◆ Directions for this task
Restate exactly, please, each line of the listing from the one with "the whale pectoral" to the last, including both.

══ Supplied data

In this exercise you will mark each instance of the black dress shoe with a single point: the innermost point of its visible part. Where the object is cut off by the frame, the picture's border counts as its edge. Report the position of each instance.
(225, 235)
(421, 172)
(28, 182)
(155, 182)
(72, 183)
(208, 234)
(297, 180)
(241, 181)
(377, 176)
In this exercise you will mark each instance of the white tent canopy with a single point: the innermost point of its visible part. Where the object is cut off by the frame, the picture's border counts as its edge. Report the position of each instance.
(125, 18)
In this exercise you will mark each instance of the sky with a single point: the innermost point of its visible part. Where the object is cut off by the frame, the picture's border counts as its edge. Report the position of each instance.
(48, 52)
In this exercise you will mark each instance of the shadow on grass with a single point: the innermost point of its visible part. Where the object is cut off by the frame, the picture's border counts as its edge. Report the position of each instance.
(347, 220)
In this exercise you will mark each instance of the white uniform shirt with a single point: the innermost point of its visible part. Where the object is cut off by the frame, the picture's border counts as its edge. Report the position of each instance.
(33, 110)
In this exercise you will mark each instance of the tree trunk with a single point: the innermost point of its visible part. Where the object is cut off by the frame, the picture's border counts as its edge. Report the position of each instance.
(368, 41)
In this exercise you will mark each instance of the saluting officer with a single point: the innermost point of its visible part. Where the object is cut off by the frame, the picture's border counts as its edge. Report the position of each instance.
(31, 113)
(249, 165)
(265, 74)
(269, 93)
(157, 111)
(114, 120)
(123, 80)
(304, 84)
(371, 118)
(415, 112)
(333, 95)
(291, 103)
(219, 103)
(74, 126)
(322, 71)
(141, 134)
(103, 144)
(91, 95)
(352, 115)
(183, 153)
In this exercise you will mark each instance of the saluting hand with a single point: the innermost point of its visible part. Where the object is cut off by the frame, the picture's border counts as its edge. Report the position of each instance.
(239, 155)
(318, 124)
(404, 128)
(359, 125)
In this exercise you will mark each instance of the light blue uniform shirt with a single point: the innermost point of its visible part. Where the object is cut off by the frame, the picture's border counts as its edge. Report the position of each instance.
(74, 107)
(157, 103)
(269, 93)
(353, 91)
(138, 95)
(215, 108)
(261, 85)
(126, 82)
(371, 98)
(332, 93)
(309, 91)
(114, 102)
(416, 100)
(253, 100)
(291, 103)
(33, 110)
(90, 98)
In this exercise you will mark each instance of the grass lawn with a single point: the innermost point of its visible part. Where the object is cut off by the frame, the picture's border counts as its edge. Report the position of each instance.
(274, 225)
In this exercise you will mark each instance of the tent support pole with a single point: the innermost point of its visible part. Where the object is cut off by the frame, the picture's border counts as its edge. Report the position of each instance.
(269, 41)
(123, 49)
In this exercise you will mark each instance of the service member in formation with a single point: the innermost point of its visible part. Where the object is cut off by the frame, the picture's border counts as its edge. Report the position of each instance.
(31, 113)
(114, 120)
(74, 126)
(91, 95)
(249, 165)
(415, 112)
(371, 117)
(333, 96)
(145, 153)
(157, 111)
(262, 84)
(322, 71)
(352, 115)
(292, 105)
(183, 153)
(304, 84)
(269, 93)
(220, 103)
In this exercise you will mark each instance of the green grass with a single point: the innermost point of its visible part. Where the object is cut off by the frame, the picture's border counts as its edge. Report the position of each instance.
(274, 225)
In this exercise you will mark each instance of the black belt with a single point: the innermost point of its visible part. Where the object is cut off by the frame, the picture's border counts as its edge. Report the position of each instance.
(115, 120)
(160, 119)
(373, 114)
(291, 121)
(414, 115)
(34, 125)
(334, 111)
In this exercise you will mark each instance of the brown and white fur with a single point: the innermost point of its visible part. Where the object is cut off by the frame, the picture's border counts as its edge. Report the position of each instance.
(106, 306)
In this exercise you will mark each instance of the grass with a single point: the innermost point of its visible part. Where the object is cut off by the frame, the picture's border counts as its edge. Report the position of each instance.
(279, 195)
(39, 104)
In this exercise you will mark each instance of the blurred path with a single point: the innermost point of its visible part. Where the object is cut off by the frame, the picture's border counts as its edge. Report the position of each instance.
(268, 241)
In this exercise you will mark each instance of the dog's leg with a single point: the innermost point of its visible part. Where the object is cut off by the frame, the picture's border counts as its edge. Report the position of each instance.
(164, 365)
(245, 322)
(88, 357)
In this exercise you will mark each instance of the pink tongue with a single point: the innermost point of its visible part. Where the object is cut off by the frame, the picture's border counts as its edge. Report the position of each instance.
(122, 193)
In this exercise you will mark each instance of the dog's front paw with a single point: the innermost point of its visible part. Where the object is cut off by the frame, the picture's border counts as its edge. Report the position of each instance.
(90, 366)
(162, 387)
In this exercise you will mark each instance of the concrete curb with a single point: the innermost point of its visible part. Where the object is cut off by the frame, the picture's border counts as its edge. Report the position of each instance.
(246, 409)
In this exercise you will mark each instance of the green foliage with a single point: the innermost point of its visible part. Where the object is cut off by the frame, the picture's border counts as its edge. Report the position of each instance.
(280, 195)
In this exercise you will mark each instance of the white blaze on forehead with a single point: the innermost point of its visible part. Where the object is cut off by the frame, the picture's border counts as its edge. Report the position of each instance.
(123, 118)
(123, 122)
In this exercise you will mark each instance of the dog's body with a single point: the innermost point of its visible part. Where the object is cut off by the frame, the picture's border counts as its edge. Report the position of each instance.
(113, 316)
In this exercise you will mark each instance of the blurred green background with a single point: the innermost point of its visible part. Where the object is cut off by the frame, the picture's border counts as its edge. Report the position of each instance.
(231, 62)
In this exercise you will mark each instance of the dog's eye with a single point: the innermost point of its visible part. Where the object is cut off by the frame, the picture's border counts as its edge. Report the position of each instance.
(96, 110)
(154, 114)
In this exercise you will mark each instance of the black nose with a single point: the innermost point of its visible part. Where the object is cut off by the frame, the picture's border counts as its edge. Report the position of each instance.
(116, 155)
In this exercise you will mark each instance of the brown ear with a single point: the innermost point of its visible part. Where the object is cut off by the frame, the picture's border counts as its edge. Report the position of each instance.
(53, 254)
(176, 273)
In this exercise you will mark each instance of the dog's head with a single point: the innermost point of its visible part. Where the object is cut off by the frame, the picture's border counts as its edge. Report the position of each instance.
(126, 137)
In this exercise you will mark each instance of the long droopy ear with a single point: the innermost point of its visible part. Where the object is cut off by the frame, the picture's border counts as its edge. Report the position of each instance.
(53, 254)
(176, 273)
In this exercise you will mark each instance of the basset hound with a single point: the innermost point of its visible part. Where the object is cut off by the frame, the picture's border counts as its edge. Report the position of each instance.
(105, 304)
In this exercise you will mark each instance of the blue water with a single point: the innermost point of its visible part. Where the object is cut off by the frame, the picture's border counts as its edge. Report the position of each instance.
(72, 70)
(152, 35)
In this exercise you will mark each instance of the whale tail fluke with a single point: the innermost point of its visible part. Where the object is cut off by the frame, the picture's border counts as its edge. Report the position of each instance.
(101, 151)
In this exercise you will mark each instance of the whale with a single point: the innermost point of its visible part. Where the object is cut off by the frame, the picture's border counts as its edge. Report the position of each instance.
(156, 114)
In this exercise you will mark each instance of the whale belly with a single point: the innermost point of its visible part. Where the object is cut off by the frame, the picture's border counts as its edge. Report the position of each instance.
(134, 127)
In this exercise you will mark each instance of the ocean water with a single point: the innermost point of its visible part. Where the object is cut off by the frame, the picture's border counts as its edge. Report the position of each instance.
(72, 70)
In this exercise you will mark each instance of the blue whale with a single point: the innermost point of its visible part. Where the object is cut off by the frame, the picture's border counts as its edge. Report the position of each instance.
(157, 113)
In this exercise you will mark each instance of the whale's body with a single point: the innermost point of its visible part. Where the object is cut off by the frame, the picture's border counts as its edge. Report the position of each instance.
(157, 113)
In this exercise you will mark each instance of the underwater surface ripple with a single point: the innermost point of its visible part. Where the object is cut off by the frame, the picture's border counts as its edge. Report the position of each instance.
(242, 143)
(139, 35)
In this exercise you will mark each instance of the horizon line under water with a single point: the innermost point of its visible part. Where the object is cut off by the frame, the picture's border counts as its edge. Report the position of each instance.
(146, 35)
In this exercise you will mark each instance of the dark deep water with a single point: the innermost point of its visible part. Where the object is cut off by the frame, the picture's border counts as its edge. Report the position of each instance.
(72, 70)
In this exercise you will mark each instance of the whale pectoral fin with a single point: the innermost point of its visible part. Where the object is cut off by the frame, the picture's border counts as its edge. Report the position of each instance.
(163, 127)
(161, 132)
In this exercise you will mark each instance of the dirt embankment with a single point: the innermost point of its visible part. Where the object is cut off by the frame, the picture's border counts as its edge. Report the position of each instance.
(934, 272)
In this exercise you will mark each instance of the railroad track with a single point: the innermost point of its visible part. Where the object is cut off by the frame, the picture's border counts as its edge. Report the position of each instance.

════

◆ Solution
In this exercise you will mark each instance of the whale pectoral fin with a single point: the innermost point of its visible part. Where the object is cut off by the frame, the picture's border counts as its edge. Report the position of each instance.
(163, 127)
(161, 132)
In this exercise you will mark each instance of the dirt embankment with a single point: the innermost point of its visible part. Where the object is cut off by the frame, the picture's border counts as its edge. Report the position of each instance.
(934, 272)
In this exercise you will mark each instance of the railroad track with a single point: the innermost point of its visible part. Where the object is cut off by the frame, the picture's border counts as its edge. Report the position of each instance.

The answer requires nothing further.